##### FRAGMENTO DE ORIGEN
Sobre los detalles de la vida

Sobre los detalles de la vida

Isav

11/05/2020

Del túnel al dragón.

Un robótico sonido rítmico se atraviesa entre mi mar de nubes y estas dejan de contenerme, empiezo a caer y traspaso capas y capas de esponjosa niebla, de repente atravieso la última y la imagen se pone en blanco. Me volteo sobre mí misma y apago el despertador. Me asomo por la ventana: ha llovido bastante durante la noche. Me alisto mientras Janis Joplin me coquetea de fondo: las botas de montaña de siempre y una gabardina negra. Voy a salir. “¡Mi celular!” pienso, lo he dejado en el cuarto de mi mamá quien sigue dormida, “no pasa nada, me voy sin él”. Salgo del apartamento. En la portería del edificio vuelvo a pensar “aj, cómo me podré encontrar entonces con Pacho… ahí veré” y sigo. En el puente pienso “aún podría devolverme”, pero no lo hago.
##########
INSTRUCCIONES A SEGUIR —
Responde estas preguntas sobre el relato y marca cada respuesta con la misma letra.
(a) ¿Qué se descubre al mirar por la ventana?
(b) ¿Qué calzado y qué prenda se pone quien narra al alistarse?
(c) ¿En qué lugar se quedó el celular?
##### DATOS SIN PROCESAR
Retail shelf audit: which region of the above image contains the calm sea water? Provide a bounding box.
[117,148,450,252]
##########
RESPUESTA A LA TAREA —
(a) Se descubre que ha llovido bastante durante la noche.
(b) Se pone las botas de montaña de siempre y una gabardina negra.
(c) El celular se quedó en el cuarto de la mamá, que sigue dormida.